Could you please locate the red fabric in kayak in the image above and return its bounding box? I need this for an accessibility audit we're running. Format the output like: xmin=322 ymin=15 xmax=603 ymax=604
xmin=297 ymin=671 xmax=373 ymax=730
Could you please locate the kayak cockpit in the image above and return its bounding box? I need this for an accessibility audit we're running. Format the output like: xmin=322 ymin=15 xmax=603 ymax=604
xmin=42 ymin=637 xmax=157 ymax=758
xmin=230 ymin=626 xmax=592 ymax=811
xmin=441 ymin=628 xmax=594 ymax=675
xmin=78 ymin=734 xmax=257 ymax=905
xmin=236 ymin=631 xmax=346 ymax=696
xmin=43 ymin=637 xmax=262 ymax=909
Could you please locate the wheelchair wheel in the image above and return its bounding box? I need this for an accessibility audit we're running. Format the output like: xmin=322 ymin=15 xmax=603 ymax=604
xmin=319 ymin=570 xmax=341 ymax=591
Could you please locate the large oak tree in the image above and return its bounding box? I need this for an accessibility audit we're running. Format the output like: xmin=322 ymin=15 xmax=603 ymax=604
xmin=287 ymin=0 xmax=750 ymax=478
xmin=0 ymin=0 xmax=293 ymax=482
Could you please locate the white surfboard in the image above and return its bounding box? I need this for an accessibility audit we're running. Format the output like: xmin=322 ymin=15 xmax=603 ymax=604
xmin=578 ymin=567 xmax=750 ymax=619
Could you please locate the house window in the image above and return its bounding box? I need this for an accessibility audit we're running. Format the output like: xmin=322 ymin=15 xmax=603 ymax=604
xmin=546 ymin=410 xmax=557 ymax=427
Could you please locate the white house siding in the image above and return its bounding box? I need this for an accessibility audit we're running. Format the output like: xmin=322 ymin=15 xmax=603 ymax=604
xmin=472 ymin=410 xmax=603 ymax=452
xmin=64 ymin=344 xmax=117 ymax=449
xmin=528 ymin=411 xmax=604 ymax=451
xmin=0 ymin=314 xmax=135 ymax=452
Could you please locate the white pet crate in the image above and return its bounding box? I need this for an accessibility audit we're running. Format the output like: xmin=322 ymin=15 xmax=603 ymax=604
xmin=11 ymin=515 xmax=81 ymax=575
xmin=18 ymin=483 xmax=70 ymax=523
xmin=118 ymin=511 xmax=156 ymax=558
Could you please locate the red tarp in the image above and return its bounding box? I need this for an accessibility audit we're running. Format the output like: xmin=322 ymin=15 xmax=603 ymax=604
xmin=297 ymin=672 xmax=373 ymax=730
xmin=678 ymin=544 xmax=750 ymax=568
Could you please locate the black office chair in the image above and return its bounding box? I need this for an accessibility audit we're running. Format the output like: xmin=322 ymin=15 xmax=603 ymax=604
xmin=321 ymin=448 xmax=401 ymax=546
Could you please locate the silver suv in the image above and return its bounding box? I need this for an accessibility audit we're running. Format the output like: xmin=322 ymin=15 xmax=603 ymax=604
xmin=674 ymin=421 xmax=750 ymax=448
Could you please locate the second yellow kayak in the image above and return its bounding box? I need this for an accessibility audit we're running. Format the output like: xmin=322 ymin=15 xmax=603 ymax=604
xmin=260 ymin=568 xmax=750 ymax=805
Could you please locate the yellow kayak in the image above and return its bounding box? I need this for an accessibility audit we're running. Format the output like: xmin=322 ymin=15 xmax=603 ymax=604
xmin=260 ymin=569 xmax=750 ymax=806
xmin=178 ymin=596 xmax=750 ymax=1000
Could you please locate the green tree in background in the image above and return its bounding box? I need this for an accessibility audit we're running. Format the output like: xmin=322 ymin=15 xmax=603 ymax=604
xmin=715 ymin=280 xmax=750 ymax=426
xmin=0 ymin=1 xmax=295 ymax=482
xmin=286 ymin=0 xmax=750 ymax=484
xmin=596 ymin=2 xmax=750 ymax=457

**Aim of the exercise**
Output the whole listing exactly, leaving nothing out.

**Task solution**
Could you please locate the red fabric in kayak in the image above and return its bounding box? I need this for an accessibility audit we're running. Format the output like: xmin=322 ymin=15 xmax=603 ymax=604
xmin=297 ymin=671 xmax=373 ymax=730
Could you please locate the kayak cockpit in the image above and return its bounding box? I need this for an accessibility audit we're running. Format the output like: xmin=322 ymin=15 xmax=603 ymax=604
xmin=42 ymin=637 xmax=157 ymax=758
xmin=230 ymin=626 xmax=592 ymax=811
xmin=441 ymin=628 xmax=594 ymax=675
xmin=78 ymin=734 xmax=257 ymax=905
xmin=236 ymin=631 xmax=346 ymax=696
xmin=43 ymin=637 xmax=262 ymax=909
Could you please locate the wheelchair wheel in the image above and return its bounding box? I need this for an accessibility audit we're running. Format the output like: xmin=322 ymin=15 xmax=603 ymax=604
xmin=319 ymin=570 xmax=341 ymax=591
Could you please locate the large oak tree in the image above and return its bounding box? I need this for an accessibility audit we're running. Format the output like: xmin=322 ymin=15 xmax=603 ymax=604
xmin=287 ymin=0 xmax=750 ymax=478
xmin=0 ymin=0 xmax=293 ymax=482
Could you please locate the white surfboard in the image above and return its bounding box? I need this for an accessibility audit we're running. Format the output like: xmin=322 ymin=15 xmax=603 ymax=604
xmin=578 ymin=567 xmax=750 ymax=619
Could you please locate the house window in the image above and return its bounding box? I need this for an accessibility audit we're running. Format the output like: xmin=322 ymin=15 xmax=603 ymax=604
xmin=546 ymin=410 xmax=557 ymax=427
Could you please locate the white house siding in the image above and return its bounding box? I need this for an accessibility audit we're running. Format the output like: xmin=322 ymin=15 xmax=603 ymax=604
xmin=472 ymin=410 xmax=603 ymax=452
xmin=64 ymin=344 xmax=117 ymax=449
xmin=528 ymin=411 xmax=604 ymax=451
xmin=0 ymin=314 xmax=135 ymax=452
Could you please locate the white pet crate in the image above and return its bounding box? I need this for an accessibility audit we're running. Format the output like: xmin=322 ymin=15 xmax=603 ymax=604
xmin=11 ymin=515 xmax=81 ymax=575
xmin=18 ymin=483 xmax=70 ymax=523
xmin=118 ymin=511 xmax=156 ymax=558
Could you please locate the red tarp in the image above and return its bounding box? I need this for an accessibility audit we're running. Format the output like: xmin=322 ymin=15 xmax=603 ymax=604
xmin=297 ymin=672 xmax=373 ymax=730
xmin=678 ymin=544 xmax=750 ymax=568
Could you please locate the black office chair in the image above and return its bounding box? I need this for an accessibility audit we're running. Format the output like: xmin=322 ymin=15 xmax=603 ymax=604
xmin=321 ymin=448 xmax=401 ymax=546
Could you please locate the silver suv in the image above and return its bounding box? I need this for an accessibility audit we're running. Format the output like: xmin=322 ymin=15 xmax=603 ymax=604
xmin=674 ymin=421 xmax=750 ymax=448
Could you please locate the second yellow kayak in the image above and return its bounding box? I need this for an accessibility audit we're running. Format the output like: xmin=322 ymin=15 xmax=603 ymax=604
xmin=260 ymin=568 xmax=750 ymax=805
Could you please locate the yellow kayak in the image above and return its bounding box? I need this for an accessibility audit we're running. Format the output like: xmin=322 ymin=15 xmax=603 ymax=604
xmin=260 ymin=569 xmax=750 ymax=806
xmin=178 ymin=596 xmax=750 ymax=1000
Could you please locate the green tree in background in the image above and return its bounding box? I need this for an accessibility audit we're running. Format the output like: xmin=322 ymin=15 xmax=603 ymax=604
xmin=715 ymin=280 xmax=750 ymax=426
xmin=0 ymin=1 xmax=295 ymax=482
xmin=286 ymin=0 xmax=750 ymax=484
xmin=596 ymin=2 xmax=750 ymax=457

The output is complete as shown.